New World Music Reviews

Welcome to Slipcue.Com's "Recent World Music" page, which highlights new(ish) African, Asian, Latin American and Celtic records, as well as your plain old "miscellaneous" categories... Basically, whatever catches my interest amid the roar and thunder of our global music marketplace...

These records were reviewed in the Spring, 2004.

Recommended Records: Spring, 2004 | Review Archives | World Music Index

Abyssinia Infinite "Zion Roots" (Network, 2003)
What with the album title and all, you'd be forgiven for thinking this was a reggae album, but back in Ethiopia, they actually take that whole Land of Zion thing pretty literally. But no, this isn't another rasta lovefest -- rather, it's a quite lovely, subtly textured and dreamalicious Bill Laswell-produced project which picks up where Ethiopian pop pioneers such as Mahmoud Ahmed left off. Singer Ejigayehu "Gigi" Shibabaw has a lovely voice, and her smooth style stands in welcome contrast to the normal shrillness of much of the older, classic Ethiopian pop and traditional recordings. The soundscape here is spacy, hypnotic and amorphous, akin to Sheila Chandra or Natacha Atlas in their mellower moments; although lushly produced, the album doesn't lapse into outright trip-hop -- unlike previous Gigi/Laswell collaborations, this disc is relatively circumspect and retains a distinctively local sound. Fans of the fabled ETHIOPIQUES series will definitely want to check this disc out to get a sense of where that style has gone, and anyone looking for some relaxing yet substantive world music will like this as well.

======

Goal:
Copy the part of the world music review page starting at "New World Music" and ending at "the Spring, 2004.", word for word.

Information supplied:
======

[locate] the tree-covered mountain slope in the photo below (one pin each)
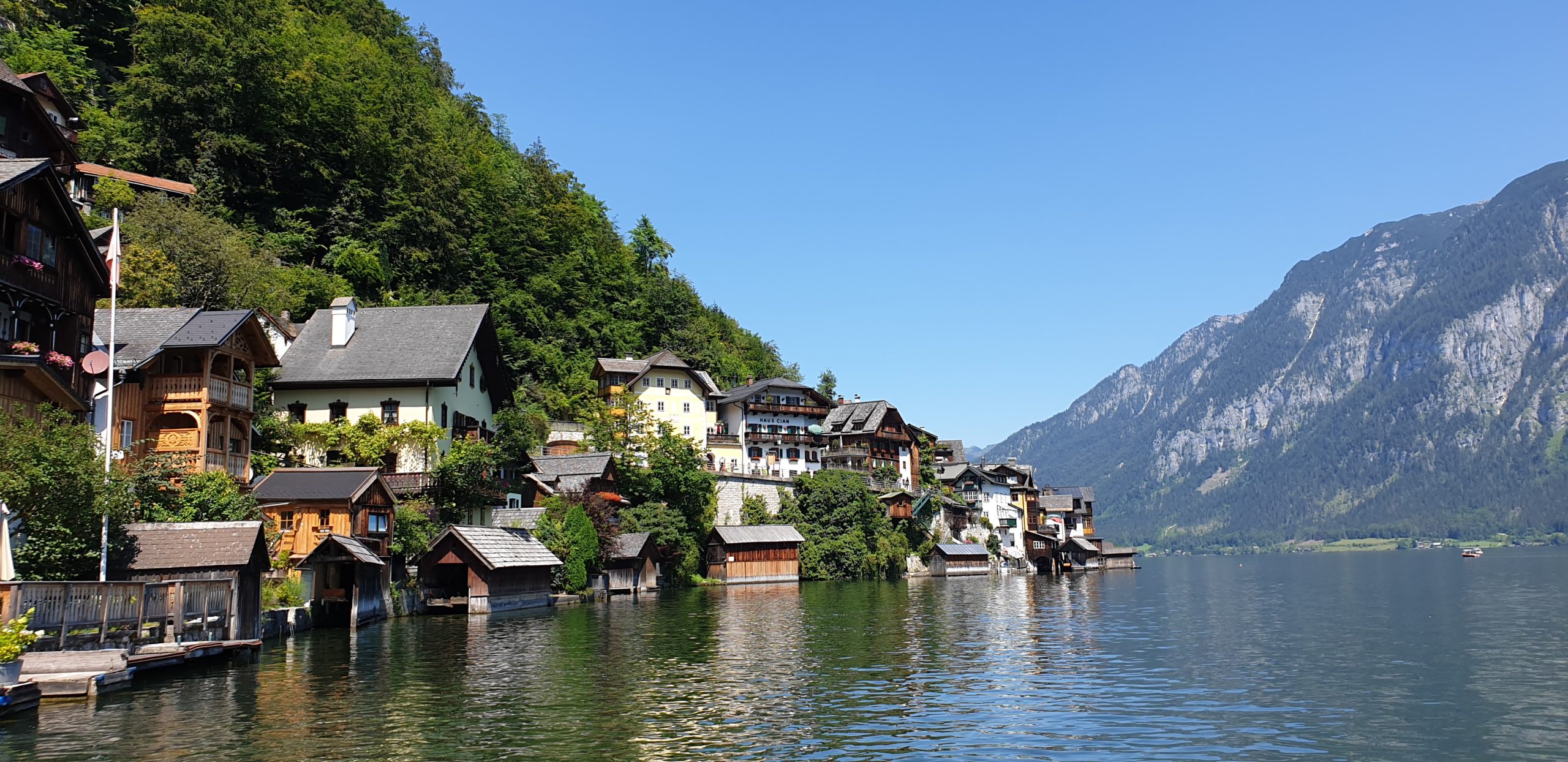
(1412, 382)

======

Solution for this task:
New World Music Reviews

Welcome to Slipcue.Com's "Recent World Music" page, which highlights new(ish) African, Asian, Latin American and Celtic records, as well as your plain old "miscellaneous" categories... Basically, whatever catches my interest amid the roar and thunder of our global music marketplace...

These records were reviewed in the Spring, 2004.